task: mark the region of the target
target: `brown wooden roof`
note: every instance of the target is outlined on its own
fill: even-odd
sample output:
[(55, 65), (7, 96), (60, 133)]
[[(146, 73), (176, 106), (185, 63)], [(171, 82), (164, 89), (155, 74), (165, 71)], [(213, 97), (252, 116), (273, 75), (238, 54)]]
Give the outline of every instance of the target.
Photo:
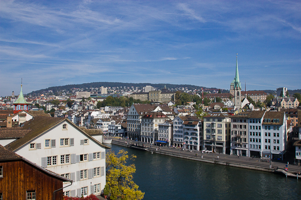
[[(266, 112), (265, 112), (265, 114), (264, 114), (262, 124), (282, 125), (283, 124), (284, 118), (284, 112), (283, 111), (280, 112), (274, 111)], [(270, 122), (264, 122), (265, 119), (270, 119)], [(279, 119), (279, 122), (273, 122), (272, 120), (273, 119)]]
[(30, 130), (24, 130), (21, 128), (0, 128), (0, 138), (23, 138)]

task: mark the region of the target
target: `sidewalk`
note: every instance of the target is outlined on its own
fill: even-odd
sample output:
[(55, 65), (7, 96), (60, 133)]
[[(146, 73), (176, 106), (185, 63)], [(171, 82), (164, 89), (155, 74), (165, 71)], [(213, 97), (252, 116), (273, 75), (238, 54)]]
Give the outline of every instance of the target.
[[(234, 164), (247, 164), (256, 166), (261, 166), (269, 168), (270, 164), (269, 164), (269, 158), (264, 158), (264, 160), (267, 160), (268, 162), (260, 162), (259, 158), (252, 158), (252, 157), (246, 157), (243, 156), (239, 156), (238, 158), (237, 156), (235, 155), (229, 155), (227, 154), (220, 154), (217, 153), (209, 153), (209, 154), (202, 154), (202, 152), (200, 151), (197, 150), (192, 150), (192, 152), (190, 152), (189, 151), (183, 150), (182, 149), (179, 148), (169, 148), (166, 146), (161, 146), (161, 150), (159, 150), (158, 146), (156, 146), (153, 145), (150, 145), (149, 144), (143, 142), (141, 142), (138, 141), (134, 141), (125, 140), (118, 140), (118, 138), (112, 138), (114, 142), (120, 142), (122, 144), (125, 144), (126, 142), (128, 142), (128, 146), (131, 145), (133, 144), (133, 145), (137, 145), (140, 144), (140, 146), (142, 146), (142, 144), (144, 144), (144, 146), (148, 146), (148, 151), (153, 151), (153, 152), (166, 152), (166, 153), (173, 153), (174, 154), (179, 154), (179, 156), (187, 156), (191, 158), (195, 157), (197, 158), (198, 158), (201, 159), (202, 156), (203, 156), (203, 158), (212, 160), (219, 160), (222, 162), (231, 162)], [(152, 146), (152, 148), (150, 146)], [(156, 150), (156, 148), (158, 148), (158, 150)], [(197, 154), (197, 156), (196, 156), (196, 154)], [(217, 158), (217, 156), (219, 156), (219, 158)], [(202, 160), (200, 160), (202, 161)], [(292, 164), (292, 162), (289, 162), (289, 164), (288, 166), (286, 167), (286, 166), (287, 164), (287, 161), (286, 160), (271, 160), (271, 167), (274, 168), (278, 168), (281, 170), (285, 170), (285, 168), (288, 168), (288, 171), (291, 171), (292, 172), (301, 172), (301, 166), (296, 166)]]

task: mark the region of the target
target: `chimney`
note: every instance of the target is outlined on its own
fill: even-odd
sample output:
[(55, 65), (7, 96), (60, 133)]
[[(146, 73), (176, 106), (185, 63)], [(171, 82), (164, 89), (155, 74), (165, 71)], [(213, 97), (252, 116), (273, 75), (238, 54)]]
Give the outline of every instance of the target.
[(13, 126), (13, 122), (12, 120), (12, 116), (11, 116), (11, 115), (10, 114), (9, 116), (7, 116), (7, 128), (11, 128)]

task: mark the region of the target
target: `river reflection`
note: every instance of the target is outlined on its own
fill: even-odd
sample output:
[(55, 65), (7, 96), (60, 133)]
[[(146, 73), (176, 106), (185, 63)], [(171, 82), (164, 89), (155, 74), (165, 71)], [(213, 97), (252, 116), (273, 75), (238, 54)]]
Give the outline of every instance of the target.
[(137, 156), (133, 180), (145, 200), (301, 200), (301, 179), (111, 146)]

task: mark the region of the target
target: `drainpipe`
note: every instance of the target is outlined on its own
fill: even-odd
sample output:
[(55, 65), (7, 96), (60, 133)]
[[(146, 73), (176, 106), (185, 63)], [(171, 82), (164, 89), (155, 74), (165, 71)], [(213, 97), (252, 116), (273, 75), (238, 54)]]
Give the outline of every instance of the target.
[(71, 180), (71, 181), (70, 181), (70, 182), (70, 182), (70, 183), (71, 183), (71, 184), (69, 184), (69, 186), (64, 186), (64, 187), (63, 187), (63, 188), (59, 188), (59, 189), (58, 189), (58, 190), (54, 190), (54, 191), (53, 192), (53, 200), (55, 200), (55, 192), (58, 192), (58, 191), (59, 191), (59, 190), (63, 190), (63, 189), (64, 189), (65, 188), (67, 188), (67, 187), (68, 187), (68, 186), (70, 186), (71, 185), (72, 185), (72, 182), (73, 182), (73, 181), (72, 180)]

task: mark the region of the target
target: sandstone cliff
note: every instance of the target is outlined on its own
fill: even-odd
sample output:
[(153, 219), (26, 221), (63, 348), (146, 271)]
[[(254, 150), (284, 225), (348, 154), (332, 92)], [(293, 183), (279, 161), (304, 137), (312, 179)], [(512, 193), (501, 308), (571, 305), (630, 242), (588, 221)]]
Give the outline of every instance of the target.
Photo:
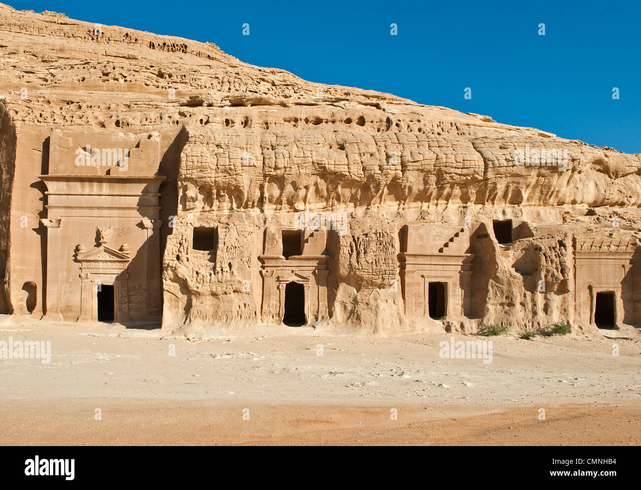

§ **What is needed**
Rewrite all the entries above, replacing "instance" with "occurrence" and leaving everything else unchanged. Leave the pictures out.

§ **Output below**
task: mark the region of the target
target: `brown wooden roof`
note: every occurrence of the target is outlined on its own
fill: even-odd
sample output:
[(55, 65), (7, 96), (60, 133)]
[[(146, 73), (176, 106), (185, 63)], [(171, 82), (164, 89), (155, 74), (165, 71)], [(213, 97), (252, 116), (273, 75), (238, 54)]]
Give the outline of every occurrence of the target.
Photo:
[[(266, 112), (265, 112), (265, 114), (264, 114), (262, 124), (282, 125), (283, 124), (284, 118), (284, 112), (283, 111), (280, 112), (274, 111)], [(270, 122), (264, 122), (265, 119), (270, 119)], [(279, 119), (279, 122), (273, 122), (272, 120), (273, 119)]]
[(30, 130), (24, 130), (21, 128), (0, 128), (0, 138), (23, 138)]

task: mark the region of the target
target: `sidewalk`
note: every occurrence of the target is outlined on its own
fill: even-odd
sample output:
[(55, 65), (7, 96), (60, 133)]
[[(146, 73), (176, 106), (185, 63)], [(171, 82), (164, 89), (155, 74), (165, 71)], [(213, 97), (252, 116), (273, 75), (238, 54)]]
Give the outline of every occurrence of the target.
[[(234, 164), (247, 164), (256, 166), (261, 166), (269, 168), (270, 164), (269, 164), (269, 158), (264, 158), (264, 160), (267, 160), (268, 162), (260, 162), (259, 158), (252, 158), (252, 157), (246, 157), (243, 156), (239, 156), (238, 158), (237, 156), (235, 155), (229, 155), (227, 154), (220, 154), (217, 153), (209, 153), (209, 154), (202, 154), (202, 152), (200, 151), (197, 150), (192, 150), (192, 152), (190, 152), (189, 151), (183, 150), (182, 149), (179, 148), (169, 148), (166, 146), (161, 146), (161, 150), (159, 150), (158, 146), (156, 146), (153, 145), (150, 145), (149, 144), (143, 142), (141, 142), (138, 141), (134, 141), (125, 140), (118, 140), (118, 138), (112, 138), (114, 142), (120, 142), (122, 144), (125, 144), (126, 142), (128, 142), (128, 146), (131, 145), (133, 144), (133, 145), (137, 145), (140, 144), (140, 146), (142, 146), (142, 144), (144, 144), (144, 146), (148, 146), (148, 151), (153, 151), (153, 152), (166, 152), (166, 153), (173, 153), (174, 154), (179, 154), (179, 156), (187, 156), (191, 158), (195, 157), (197, 158), (198, 158), (201, 159), (202, 156), (203, 156), (203, 158), (212, 160), (219, 160), (222, 162), (231, 162)], [(152, 146), (152, 148), (150, 146)], [(156, 150), (156, 148), (158, 148), (158, 150)], [(197, 154), (197, 156), (196, 156), (196, 154)], [(217, 158), (217, 156), (219, 156), (219, 158)], [(202, 160), (200, 160), (202, 161)], [(292, 164), (292, 162), (289, 162), (289, 164), (288, 166), (286, 167), (286, 166), (287, 164), (287, 161), (286, 160), (271, 160), (271, 167), (274, 168), (278, 168), (281, 170), (285, 170), (285, 168), (288, 168), (288, 171), (291, 171), (292, 172), (301, 172), (301, 166), (296, 166)]]

task: mark the region of the target
target: `chimney`
note: every occurrence of the target is outlined on its own
fill: even-odd
sample output:
[(55, 65), (7, 96), (60, 133)]
[[(146, 73), (176, 106), (185, 63)], [(171, 82), (164, 89), (155, 74), (165, 71)], [(213, 97), (252, 116), (273, 75), (238, 54)]]
Give the outline of every occurrence of the target.
[(13, 126), (13, 122), (12, 120), (12, 116), (11, 116), (11, 115), (10, 114), (9, 116), (7, 116), (7, 128), (11, 128)]

task: mark the region of the target
target: `river reflection`
note: every occurrence of the target is outlined on its own
fill: even-odd
sample output:
[(55, 65), (7, 96), (60, 133)]
[[(146, 73), (176, 106), (185, 63)], [(171, 82), (164, 89), (155, 74), (165, 71)], [(213, 97), (252, 116), (273, 75), (238, 54)]]
Give the outline of every occurrence of the target.
[(137, 156), (133, 180), (145, 200), (301, 200), (301, 179), (111, 146)]

task: mark the region of the target
target: `drainpipe`
note: every occurrence of the target is outlined on its own
fill: even-odd
sample output:
[(55, 65), (7, 96), (60, 133)]
[[(146, 73), (176, 106), (185, 63)], [(171, 82), (164, 89), (155, 74), (165, 71)], [(213, 97), (252, 116), (273, 75), (238, 54)]]
Give the outline of every occurrence of the target.
[(71, 180), (71, 181), (70, 181), (70, 182), (70, 182), (70, 183), (71, 183), (71, 184), (69, 184), (69, 186), (64, 186), (64, 187), (63, 187), (63, 188), (59, 188), (59, 189), (58, 189), (58, 190), (54, 190), (54, 191), (53, 192), (53, 200), (55, 200), (55, 192), (58, 192), (58, 191), (59, 191), (59, 190), (63, 190), (63, 189), (64, 189), (65, 188), (67, 188), (67, 187), (68, 187), (68, 186), (70, 186), (71, 185), (72, 185), (72, 182), (73, 182), (73, 181), (72, 180)]

task: mark the region of the target
target: sandstone cliff
note: every occurrence of the target is outlined on its own
fill: even-odd
sample output:
[(153, 219), (26, 221), (63, 348), (146, 271)]
[[(254, 150), (284, 225), (348, 154), (332, 92)], [(293, 183), (279, 161), (304, 137), (312, 179)], [(512, 193), (501, 308), (571, 305), (630, 242), (588, 221)]]
Give the outline of every occurrence of the target.
Photo:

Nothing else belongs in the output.